Work request:
Reproduce every record below exactly, without the pictures.

[Dataset entries]
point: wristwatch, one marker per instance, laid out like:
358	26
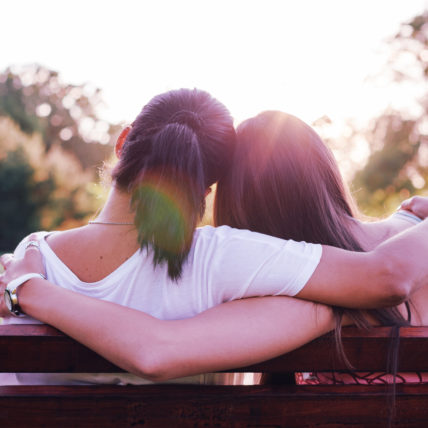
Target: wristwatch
10	293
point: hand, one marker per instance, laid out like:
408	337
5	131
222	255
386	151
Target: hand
13	268
417	205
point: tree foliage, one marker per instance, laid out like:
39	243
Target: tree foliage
64	115
398	164
49	152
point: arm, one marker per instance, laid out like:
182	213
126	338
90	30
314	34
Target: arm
386	276
417	205
230	335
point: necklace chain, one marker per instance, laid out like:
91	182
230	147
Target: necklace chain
112	223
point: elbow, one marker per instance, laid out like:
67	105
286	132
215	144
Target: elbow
153	366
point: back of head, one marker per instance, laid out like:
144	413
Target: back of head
285	182
179	145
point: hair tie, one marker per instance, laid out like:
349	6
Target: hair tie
187	117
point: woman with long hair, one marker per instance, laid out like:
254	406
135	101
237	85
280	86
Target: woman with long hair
226	263
297	192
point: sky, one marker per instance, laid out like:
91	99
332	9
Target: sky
306	57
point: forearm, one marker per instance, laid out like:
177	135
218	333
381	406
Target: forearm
231	335
385	276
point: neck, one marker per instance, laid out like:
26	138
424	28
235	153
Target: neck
117	208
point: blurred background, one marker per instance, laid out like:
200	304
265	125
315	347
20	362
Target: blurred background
72	74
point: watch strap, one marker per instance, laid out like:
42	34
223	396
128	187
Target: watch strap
12	285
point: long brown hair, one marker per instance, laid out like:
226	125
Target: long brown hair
285	182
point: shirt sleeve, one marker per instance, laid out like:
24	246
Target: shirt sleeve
250	264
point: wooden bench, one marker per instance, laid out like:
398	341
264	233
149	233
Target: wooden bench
41	348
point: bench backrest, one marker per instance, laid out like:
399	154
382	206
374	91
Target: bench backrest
40	348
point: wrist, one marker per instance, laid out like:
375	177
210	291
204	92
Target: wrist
408	216
11	292
30	296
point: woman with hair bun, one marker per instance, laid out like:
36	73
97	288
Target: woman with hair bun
169	157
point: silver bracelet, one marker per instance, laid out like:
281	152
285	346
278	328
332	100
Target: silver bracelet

Answer to the problem:
point: wristwatch, one marker per instance, laid out like:
358	26
Target: wristwatch
10	293
point: hand, one marker per instance, laid out like:
408	337
5	131
222	255
386	151
Target: hand
13	268
417	205
point: tree foliage, one marker per instance, laid out like:
39	243
Target: tree foliage
64	115
398	164
49	152
point: arm, one marker per instance, laid out like:
182	213
126	338
90	30
314	34
Target: arm
386	276
417	205
230	335
point: necklace chain, one marker per instance, laid out like:
91	182
230	147
Target: necklace chain
112	223
point: elbow, one marker per instance, laid out like:
67	105
286	132
215	144
Target: elbow
153	366
point: back of head, one marker per instance, laid out like:
144	413
Target: back of head
285	182
179	145
point: hair tie, one marker per instance, laid out like:
349	6
Target: hair tie
187	117
point: woman with long hair, one marker per instance, laid out like:
254	406
135	101
237	85
280	86
Target: woman with long hair
226	263
297	192
point: sky, one marker per instance, laid out like:
91	99
332	9
Target: sky
306	57
point: forearm, one marker per instance, laid out like:
177	135
218	333
381	406
Target: forearm
231	335
385	276
point: neck, one marker per instance, laid out like:
26	138
424	28
235	153
Target: neck
117	208
point: blurred background, one marker per instance, laid out like:
200	304
265	125
315	347
20	362
Target: blurred background
72	74
point: watch strap, one marker per instance, laid out like:
42	34
223	396
128	187
Target: watch strap
12	285
point: long brown hair, one marker per instance, laid out like:
226	125
Target: long brown hair
285	182
point: shirt sleeve, one marker per instance, laid out like:
24	246
Target: shirt sleeve
250	264
point: wooden bench, one marker per instance, laid out like:
398	341
264	233
149	233
Target: wooden bench
41	348
point: bench backrest, one marker per instance, laid out like:
399	154
382	206
374	91
Target: bench backrest
40	348
point: wrist, one marker per instance, laid out like:
375	177
210	291
204	92
Target: wrist
408	216
11	292
30	296
point: woman with hair bun, one marker per instance, laid out like:
36	73
97	288
Target: woman with hair bun
169	157
point: silver bracelet, one marker per instance, laid out like:
281	152
285	346
278	328
332	100
Target: silver bracelet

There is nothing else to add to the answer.